_What is required:_
Copy the stretch from the start of the items through the line containing "column 240, row 588", reproducing each line without any change.

[Point annotation records]
==========
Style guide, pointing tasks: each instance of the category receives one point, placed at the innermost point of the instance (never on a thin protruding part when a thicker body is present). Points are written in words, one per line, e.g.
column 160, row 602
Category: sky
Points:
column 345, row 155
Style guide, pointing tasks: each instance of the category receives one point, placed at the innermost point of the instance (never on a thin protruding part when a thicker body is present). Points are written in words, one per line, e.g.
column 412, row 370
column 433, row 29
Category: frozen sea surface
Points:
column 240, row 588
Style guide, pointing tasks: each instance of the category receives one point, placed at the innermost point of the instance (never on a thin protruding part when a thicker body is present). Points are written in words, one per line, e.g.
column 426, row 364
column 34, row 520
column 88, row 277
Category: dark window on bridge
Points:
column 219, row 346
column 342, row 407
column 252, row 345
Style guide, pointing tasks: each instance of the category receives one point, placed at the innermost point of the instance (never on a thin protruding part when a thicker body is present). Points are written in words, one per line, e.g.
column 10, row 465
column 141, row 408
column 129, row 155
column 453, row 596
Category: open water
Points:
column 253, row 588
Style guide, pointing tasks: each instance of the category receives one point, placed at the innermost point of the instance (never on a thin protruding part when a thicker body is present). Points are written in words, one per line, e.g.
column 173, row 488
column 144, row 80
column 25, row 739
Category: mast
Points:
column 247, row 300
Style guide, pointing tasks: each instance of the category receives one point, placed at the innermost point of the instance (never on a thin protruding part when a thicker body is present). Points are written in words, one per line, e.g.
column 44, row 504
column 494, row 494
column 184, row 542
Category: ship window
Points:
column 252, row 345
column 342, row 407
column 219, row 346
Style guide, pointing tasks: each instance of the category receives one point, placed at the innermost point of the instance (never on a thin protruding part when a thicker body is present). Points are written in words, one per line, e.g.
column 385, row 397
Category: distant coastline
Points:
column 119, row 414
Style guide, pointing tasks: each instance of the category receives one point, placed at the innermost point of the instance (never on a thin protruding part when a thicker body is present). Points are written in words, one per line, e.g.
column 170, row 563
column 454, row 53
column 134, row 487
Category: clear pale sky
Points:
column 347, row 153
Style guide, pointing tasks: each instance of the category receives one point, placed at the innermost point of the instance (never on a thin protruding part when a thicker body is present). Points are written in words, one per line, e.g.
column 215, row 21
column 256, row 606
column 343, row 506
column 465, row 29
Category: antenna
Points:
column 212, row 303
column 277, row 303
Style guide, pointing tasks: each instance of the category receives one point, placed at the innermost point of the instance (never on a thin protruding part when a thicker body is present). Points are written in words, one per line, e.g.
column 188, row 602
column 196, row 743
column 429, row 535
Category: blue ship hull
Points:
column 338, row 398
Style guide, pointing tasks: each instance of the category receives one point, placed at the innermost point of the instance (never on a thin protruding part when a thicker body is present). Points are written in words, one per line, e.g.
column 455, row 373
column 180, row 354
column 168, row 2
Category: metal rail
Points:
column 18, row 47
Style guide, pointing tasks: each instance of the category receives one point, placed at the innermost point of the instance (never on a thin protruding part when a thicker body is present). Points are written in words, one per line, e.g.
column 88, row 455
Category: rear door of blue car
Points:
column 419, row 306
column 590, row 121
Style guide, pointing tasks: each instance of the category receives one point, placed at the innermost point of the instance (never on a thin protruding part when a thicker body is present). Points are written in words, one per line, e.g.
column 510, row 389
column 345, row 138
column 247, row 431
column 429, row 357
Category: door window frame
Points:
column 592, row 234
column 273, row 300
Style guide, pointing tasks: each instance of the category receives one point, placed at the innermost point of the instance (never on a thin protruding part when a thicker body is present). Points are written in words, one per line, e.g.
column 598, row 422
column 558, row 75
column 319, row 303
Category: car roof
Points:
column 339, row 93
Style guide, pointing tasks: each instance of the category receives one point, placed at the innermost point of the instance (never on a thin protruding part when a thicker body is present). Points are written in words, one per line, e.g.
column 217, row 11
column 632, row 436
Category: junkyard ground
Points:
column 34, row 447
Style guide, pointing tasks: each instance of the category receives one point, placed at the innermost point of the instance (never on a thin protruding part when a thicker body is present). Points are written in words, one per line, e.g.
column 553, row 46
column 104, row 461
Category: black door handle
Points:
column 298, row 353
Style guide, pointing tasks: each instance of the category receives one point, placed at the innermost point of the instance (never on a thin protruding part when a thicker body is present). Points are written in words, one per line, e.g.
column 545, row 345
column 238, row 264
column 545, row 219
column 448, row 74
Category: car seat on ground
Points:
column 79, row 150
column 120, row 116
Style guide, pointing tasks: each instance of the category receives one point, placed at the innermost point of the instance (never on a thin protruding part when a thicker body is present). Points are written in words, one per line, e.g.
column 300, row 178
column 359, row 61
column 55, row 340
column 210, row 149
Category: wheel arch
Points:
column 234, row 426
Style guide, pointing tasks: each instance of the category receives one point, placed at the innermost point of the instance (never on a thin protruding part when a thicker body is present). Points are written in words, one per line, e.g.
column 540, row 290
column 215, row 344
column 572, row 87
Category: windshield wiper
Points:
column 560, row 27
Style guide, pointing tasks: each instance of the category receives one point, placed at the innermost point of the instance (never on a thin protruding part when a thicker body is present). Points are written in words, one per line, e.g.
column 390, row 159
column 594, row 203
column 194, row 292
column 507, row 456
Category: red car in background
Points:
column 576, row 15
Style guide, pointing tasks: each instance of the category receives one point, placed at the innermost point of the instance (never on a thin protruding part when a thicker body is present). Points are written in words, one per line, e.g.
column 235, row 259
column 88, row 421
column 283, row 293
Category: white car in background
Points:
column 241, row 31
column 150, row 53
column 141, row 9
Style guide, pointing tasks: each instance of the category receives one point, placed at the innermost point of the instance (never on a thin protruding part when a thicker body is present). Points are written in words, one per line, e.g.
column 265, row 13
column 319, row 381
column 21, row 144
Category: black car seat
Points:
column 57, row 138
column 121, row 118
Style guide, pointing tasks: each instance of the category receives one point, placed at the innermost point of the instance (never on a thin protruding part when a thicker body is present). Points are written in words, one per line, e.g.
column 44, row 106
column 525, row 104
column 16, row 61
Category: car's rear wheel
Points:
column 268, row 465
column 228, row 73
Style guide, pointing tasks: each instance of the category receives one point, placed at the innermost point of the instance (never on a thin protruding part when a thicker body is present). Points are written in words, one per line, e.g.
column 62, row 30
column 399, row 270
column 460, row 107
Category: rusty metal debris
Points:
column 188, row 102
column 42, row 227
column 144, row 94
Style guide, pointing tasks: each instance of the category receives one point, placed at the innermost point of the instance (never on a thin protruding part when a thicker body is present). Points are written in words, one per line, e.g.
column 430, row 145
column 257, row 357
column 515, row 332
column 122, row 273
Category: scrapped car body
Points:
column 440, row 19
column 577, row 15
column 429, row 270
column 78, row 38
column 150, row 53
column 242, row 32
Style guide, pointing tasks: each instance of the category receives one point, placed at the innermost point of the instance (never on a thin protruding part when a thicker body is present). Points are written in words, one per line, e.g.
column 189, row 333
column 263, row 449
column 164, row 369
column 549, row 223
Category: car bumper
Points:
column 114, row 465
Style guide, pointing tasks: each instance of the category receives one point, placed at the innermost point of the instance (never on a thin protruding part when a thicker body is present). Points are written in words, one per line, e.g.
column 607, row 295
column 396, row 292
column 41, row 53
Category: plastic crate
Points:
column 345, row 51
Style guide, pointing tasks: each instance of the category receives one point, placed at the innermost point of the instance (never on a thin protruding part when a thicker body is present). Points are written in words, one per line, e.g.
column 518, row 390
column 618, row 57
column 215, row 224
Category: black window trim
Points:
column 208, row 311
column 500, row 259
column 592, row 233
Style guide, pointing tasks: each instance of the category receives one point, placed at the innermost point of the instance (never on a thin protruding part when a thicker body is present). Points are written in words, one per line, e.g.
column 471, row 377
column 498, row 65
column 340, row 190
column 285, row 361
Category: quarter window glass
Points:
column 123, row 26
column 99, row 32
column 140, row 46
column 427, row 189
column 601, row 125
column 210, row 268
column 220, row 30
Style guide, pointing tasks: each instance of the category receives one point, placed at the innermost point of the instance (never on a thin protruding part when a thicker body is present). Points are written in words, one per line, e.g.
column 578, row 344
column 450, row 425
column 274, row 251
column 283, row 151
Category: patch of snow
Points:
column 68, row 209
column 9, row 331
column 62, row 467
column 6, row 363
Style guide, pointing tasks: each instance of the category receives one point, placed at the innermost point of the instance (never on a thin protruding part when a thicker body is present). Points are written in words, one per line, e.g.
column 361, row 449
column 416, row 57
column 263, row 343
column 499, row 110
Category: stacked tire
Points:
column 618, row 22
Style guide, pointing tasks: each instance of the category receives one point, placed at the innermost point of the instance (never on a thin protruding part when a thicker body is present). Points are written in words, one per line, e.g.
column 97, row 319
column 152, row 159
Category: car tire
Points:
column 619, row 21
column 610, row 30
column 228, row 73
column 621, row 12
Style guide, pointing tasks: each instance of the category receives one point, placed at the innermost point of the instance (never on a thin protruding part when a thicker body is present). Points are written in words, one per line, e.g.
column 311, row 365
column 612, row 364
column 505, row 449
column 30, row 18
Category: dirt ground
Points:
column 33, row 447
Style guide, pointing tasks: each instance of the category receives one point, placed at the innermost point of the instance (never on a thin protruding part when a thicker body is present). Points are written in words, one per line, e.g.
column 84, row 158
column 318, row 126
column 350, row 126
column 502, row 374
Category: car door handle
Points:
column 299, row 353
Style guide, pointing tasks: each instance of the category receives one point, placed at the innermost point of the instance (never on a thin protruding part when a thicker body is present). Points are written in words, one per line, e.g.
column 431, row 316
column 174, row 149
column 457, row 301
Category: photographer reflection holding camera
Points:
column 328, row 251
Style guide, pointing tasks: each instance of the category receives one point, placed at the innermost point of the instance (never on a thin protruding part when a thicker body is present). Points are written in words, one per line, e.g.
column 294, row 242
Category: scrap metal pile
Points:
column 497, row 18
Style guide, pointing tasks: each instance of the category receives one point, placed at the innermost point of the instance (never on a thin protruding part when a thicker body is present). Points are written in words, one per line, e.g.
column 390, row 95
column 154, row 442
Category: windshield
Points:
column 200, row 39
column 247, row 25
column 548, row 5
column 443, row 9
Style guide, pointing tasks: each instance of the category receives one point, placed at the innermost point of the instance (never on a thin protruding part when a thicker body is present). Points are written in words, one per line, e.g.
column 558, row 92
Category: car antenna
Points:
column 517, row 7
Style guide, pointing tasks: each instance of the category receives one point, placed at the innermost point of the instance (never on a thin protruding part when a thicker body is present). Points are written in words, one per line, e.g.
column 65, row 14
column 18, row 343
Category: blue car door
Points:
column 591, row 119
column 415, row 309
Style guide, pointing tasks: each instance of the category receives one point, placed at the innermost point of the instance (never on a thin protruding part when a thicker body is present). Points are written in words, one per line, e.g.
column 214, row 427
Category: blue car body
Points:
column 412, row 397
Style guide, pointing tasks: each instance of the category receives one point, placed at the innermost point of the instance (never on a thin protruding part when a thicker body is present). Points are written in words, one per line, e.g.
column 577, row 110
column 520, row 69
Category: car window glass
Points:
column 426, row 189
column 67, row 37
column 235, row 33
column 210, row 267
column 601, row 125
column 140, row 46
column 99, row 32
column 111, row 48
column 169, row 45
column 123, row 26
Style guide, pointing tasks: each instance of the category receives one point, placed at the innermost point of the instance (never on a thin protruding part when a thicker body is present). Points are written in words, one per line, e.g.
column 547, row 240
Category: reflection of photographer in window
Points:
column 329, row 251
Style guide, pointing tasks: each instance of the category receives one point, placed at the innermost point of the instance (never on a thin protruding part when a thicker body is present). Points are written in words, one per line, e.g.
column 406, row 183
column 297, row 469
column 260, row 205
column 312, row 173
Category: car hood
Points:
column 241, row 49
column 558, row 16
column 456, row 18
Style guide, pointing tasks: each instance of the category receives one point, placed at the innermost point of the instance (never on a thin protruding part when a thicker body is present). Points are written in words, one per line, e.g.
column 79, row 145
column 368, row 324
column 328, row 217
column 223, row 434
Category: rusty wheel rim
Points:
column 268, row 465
==========
_In response:_
Style guide, pointing tasks: each instance of the category receives one point, placed at the innermost point of the instance (never on a thin protruding part when a thicker body is present). Points are written in words, one per line, e.g.
column 160, row 602
Category: sky
Points:
column 345, row 155
Style guide, pointing tasks: each instance of the category receives one point, placed at the innermost point of the instance (never on a thin protruding part when a thicker body is present). Points are written in words, one per line, e.g.
column 412, row 370
column 433, row 29
Category: frozen sea surface
Points:
column 240, row 588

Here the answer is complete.